Source text:
Although life on Earth is not based on it, there are some life forms that make use of this element. For example, there are sponge animals that build their skeletons with silicon dioxide and the exoskeleton consists of diatoms, which are single-celled algae.

For humans, silicon is one of the most useful elements. This started with the discovery that with broken pieces of flint you can not only make fire – and with it heat and light – but also sharp tools, such as hand axes.

Later, humans developed building materials such as cement and bricks, with silicon dioxide as the main ingredient. This was followed by an even greater discovery: if you melt silica, glass is created. And with it windows, glasses and telescopes.

Despite its many applications, silicon was only discovered in 1824 by the Swedish chemist Jöns Jacob Berzelius. It turned out to be incredibly difficult to pull the silicon loose from the atoms to which it is connected, such as oxygen. This only works at high temperatures.

That extremely strong bond between element 14 and oxygen is one of the reasons that it is unlikely that silicon-based life forms really exist. In addition, other silicon compounds are too weak and do not mix well with the elixir of life water. In conditions that we see as favorable for life, silicon life forms seem to have little chance. (We use the biological definition of life.)

But we haven’t yet talked about the technological application of silicon that is so famous that a region in California is named after it: Silicon Valley. By adding a tiny amount of other elements to ultrapure silicon, you can produce a semiconductor with exactly the desired electrical properties for computers and other (micro)electronics. In addition, the photoelectric properties of silicon make it a suitable material for solar cells.

With the rise of artificial intelligence, computers are increasingly behaving like humans. You could say that researchers are aiming for a silicon-based form of intelligence, which you might even call a form of life.

Data section:
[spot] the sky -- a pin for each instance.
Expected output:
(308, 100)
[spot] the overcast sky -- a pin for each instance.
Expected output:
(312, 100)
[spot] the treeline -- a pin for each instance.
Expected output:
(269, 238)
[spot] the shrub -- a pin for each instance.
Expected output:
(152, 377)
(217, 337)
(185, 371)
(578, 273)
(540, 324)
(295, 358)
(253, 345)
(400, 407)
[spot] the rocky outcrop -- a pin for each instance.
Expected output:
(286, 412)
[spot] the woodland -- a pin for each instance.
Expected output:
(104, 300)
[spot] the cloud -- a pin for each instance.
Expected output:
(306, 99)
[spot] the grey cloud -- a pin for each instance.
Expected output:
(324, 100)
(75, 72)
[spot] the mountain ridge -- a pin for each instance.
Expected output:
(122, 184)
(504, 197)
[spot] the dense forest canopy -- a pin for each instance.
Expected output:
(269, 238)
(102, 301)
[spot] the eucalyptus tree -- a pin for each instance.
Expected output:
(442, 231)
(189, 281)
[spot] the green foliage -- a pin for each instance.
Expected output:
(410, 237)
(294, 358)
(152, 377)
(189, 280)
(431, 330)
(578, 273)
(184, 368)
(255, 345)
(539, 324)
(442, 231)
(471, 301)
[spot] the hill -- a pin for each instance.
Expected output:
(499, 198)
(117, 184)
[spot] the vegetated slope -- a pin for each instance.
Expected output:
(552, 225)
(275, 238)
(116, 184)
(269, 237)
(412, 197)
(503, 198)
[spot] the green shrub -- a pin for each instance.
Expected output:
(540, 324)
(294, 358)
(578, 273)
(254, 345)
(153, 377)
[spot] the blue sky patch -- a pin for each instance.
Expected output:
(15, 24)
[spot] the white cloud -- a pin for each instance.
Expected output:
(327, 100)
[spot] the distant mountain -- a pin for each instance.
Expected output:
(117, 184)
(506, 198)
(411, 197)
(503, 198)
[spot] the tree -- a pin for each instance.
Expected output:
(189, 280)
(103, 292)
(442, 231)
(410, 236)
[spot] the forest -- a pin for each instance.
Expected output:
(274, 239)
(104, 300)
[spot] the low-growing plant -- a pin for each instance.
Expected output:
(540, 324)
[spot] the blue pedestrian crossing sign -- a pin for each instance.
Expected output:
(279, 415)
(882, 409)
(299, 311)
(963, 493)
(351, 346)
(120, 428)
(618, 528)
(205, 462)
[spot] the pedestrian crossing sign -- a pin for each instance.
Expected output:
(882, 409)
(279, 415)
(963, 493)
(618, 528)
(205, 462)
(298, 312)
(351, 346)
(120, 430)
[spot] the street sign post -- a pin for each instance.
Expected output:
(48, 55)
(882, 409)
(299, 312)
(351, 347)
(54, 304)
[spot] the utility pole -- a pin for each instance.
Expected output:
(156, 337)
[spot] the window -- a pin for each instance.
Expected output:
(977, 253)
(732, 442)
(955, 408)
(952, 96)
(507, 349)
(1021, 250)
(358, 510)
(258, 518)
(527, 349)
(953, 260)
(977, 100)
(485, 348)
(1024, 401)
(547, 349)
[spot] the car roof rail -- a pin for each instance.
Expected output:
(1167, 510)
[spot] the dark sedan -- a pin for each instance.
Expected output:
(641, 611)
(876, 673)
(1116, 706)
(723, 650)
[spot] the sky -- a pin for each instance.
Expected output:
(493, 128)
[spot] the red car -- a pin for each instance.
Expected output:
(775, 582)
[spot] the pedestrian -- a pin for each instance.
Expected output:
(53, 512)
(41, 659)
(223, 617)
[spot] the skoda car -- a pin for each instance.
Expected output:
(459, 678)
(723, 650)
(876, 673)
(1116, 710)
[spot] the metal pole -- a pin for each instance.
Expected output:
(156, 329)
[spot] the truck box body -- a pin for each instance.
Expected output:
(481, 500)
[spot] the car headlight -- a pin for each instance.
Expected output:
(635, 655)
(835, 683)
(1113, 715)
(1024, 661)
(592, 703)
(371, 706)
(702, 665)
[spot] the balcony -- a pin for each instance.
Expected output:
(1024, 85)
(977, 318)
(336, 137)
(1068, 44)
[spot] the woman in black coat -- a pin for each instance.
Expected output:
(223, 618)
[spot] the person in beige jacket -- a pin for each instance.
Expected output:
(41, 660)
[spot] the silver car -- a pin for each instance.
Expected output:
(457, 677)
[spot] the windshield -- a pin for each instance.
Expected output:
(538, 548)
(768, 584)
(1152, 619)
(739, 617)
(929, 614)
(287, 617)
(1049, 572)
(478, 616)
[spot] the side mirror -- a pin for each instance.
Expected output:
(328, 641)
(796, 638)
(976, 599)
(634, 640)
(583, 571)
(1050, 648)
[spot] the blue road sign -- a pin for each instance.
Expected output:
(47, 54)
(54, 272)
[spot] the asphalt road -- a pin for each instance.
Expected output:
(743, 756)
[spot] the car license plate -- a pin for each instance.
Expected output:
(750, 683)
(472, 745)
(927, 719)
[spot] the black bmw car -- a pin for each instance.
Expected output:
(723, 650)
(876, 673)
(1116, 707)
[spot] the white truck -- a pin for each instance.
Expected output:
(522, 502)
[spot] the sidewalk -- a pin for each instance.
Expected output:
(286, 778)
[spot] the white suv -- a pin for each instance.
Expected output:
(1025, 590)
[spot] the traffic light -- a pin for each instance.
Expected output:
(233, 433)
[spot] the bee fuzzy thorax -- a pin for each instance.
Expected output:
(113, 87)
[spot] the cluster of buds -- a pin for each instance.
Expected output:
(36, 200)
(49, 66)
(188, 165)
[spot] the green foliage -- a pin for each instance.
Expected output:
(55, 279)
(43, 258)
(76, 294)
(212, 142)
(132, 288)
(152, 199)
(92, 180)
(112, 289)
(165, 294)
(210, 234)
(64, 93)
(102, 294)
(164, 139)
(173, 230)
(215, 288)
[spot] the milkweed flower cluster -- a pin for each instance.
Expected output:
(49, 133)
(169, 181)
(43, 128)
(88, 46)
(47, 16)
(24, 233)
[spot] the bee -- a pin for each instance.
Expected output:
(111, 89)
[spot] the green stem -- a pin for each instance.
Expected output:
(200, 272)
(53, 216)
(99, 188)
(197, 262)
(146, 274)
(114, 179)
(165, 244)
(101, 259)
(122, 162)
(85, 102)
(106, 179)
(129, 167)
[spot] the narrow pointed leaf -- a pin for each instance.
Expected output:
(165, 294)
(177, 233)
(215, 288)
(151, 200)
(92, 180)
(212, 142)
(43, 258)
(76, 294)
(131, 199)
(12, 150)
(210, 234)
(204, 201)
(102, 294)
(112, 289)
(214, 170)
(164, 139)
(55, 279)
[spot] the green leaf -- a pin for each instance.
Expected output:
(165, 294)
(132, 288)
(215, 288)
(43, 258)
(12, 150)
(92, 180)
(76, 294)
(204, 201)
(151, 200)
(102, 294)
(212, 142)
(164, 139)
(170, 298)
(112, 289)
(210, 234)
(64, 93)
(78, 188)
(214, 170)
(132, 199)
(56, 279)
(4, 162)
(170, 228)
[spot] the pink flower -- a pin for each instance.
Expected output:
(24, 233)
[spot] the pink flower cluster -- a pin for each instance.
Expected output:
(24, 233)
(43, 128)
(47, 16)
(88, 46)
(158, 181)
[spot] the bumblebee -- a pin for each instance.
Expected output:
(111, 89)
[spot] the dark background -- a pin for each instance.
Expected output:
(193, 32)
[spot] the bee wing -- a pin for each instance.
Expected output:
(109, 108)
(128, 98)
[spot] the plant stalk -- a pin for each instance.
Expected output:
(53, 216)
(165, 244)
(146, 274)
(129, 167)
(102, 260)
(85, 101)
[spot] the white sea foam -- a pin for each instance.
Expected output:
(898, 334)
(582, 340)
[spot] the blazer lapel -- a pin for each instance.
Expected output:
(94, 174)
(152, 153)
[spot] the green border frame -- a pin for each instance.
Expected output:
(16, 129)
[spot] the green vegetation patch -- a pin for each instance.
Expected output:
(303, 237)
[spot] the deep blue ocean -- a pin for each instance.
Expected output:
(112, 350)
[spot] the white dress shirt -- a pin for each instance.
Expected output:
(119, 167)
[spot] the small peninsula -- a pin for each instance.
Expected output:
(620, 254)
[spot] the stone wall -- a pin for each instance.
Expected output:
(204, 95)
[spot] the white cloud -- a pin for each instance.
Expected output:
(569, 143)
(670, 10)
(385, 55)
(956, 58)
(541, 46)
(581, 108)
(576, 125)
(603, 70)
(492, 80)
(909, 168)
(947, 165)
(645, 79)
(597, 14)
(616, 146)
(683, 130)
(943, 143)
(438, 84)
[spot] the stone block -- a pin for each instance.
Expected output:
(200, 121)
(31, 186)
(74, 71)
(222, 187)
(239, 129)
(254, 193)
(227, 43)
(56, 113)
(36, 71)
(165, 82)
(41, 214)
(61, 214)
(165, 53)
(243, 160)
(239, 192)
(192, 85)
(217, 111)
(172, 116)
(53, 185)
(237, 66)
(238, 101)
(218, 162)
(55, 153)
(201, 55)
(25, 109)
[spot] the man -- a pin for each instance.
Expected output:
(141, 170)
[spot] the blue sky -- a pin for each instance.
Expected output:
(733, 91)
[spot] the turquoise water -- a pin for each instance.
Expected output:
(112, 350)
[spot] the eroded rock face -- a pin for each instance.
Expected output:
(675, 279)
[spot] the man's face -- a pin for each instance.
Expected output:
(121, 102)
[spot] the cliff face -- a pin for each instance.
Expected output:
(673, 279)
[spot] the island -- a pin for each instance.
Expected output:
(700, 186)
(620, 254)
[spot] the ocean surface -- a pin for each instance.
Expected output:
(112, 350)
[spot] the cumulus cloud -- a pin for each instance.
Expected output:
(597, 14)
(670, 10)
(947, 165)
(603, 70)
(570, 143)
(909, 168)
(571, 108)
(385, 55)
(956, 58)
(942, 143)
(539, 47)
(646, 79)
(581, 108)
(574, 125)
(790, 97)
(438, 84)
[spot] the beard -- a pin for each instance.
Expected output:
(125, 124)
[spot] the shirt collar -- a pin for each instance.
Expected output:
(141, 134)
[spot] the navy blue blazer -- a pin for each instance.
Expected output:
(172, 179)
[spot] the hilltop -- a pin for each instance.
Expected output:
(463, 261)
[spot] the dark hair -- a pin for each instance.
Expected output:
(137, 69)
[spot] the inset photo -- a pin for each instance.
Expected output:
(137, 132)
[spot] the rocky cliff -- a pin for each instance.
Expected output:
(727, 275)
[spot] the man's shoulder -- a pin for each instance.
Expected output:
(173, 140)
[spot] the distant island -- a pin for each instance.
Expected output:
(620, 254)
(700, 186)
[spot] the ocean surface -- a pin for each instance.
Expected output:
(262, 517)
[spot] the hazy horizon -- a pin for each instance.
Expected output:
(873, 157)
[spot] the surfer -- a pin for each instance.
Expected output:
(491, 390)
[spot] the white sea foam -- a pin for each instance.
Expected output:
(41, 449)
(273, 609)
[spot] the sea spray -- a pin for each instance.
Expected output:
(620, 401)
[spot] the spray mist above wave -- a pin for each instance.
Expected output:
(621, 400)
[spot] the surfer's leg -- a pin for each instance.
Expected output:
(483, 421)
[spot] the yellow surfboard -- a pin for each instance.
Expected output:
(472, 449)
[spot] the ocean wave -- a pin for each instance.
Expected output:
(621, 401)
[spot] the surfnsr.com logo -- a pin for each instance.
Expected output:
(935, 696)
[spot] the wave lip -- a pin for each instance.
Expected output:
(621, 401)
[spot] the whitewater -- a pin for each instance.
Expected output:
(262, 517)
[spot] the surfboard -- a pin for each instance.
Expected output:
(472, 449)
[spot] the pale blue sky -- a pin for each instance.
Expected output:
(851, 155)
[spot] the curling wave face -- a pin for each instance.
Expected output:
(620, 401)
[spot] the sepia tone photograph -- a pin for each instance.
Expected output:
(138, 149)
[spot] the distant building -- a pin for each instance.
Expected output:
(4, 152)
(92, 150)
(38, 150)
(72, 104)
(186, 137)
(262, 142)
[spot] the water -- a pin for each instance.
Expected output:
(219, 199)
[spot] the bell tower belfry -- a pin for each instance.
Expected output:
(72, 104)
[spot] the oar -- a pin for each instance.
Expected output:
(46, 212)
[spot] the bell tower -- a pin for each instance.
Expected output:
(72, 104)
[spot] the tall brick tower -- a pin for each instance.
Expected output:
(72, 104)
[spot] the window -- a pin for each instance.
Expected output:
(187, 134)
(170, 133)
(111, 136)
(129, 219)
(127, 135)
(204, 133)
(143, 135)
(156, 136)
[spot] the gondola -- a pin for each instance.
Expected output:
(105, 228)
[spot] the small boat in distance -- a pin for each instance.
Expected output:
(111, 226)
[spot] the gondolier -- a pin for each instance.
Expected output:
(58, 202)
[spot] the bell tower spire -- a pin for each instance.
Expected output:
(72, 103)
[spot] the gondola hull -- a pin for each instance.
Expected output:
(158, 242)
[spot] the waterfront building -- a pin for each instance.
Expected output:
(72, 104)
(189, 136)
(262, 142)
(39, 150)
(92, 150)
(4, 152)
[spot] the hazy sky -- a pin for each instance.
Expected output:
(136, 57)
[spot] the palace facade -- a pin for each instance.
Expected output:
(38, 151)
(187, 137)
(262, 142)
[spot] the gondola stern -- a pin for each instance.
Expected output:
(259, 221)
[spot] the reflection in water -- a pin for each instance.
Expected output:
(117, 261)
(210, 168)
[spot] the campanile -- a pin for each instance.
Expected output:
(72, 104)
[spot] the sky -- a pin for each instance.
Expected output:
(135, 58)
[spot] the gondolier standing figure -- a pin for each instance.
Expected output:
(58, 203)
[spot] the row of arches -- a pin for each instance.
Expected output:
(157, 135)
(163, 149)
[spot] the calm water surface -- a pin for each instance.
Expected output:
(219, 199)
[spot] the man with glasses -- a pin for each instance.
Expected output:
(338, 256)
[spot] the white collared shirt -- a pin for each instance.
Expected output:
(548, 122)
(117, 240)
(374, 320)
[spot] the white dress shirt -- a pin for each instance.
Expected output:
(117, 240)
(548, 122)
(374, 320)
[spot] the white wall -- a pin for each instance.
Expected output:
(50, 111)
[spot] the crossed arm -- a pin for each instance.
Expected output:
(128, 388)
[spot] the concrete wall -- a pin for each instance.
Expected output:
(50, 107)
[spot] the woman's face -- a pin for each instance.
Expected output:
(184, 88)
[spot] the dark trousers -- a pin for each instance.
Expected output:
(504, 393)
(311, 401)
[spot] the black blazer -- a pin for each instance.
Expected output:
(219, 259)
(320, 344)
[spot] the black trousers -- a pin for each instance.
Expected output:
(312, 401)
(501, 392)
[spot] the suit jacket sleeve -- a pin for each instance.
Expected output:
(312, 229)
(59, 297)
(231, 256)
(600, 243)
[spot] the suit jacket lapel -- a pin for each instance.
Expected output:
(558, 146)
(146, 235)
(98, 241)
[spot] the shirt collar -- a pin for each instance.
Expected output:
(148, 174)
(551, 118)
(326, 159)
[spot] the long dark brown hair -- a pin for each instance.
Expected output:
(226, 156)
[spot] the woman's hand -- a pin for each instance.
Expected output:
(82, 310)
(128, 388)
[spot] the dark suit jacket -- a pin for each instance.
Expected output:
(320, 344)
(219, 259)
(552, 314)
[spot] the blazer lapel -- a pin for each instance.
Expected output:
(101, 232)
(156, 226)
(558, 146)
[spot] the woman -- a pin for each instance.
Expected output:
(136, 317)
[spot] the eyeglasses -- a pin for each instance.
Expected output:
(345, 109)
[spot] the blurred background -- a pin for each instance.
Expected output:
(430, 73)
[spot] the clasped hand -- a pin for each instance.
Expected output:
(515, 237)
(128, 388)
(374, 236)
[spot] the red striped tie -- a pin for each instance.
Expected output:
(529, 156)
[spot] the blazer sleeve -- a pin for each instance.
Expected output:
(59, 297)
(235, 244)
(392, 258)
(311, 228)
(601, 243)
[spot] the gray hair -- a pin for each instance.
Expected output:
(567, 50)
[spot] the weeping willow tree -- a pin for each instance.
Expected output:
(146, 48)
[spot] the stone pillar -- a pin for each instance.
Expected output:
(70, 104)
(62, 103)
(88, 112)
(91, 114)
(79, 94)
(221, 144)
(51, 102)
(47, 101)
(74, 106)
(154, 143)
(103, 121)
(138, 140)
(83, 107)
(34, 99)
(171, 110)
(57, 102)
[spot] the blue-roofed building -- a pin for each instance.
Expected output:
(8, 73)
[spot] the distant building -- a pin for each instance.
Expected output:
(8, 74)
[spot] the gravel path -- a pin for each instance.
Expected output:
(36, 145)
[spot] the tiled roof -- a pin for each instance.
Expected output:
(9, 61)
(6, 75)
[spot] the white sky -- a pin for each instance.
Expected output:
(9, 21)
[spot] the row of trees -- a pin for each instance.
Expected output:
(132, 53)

What this exercise asks:
A. Answer these questions using the silicon text:
(i) In what year was silicon discovered, and by whom?
(ii) What is created when silica is melted?
(iii) What region in California is named after silicon?
B. Please retype the stretch of the silicon text from "Although life on" through "as hand axes.", with no changes.

Solved tasks:
A.
(i) 1824, by the Swedish chemist Jöns Jacob Berzelius.
(ii) Glass.
(iii) Silicon Valley.

B.
Although life on Earth is not based on it, there are some life forms that make use of this element. For example, there are sponge animals that build their skeletons with silicon dioxide and the exoskeleton consists of diatoms, which are single-celled algae.

For humans, silicon is one of the most useful elements. This started with the discovery that with broken pieces of flint you can not only make fire – and with it heat and light – but also sharp tools, such as hand axes.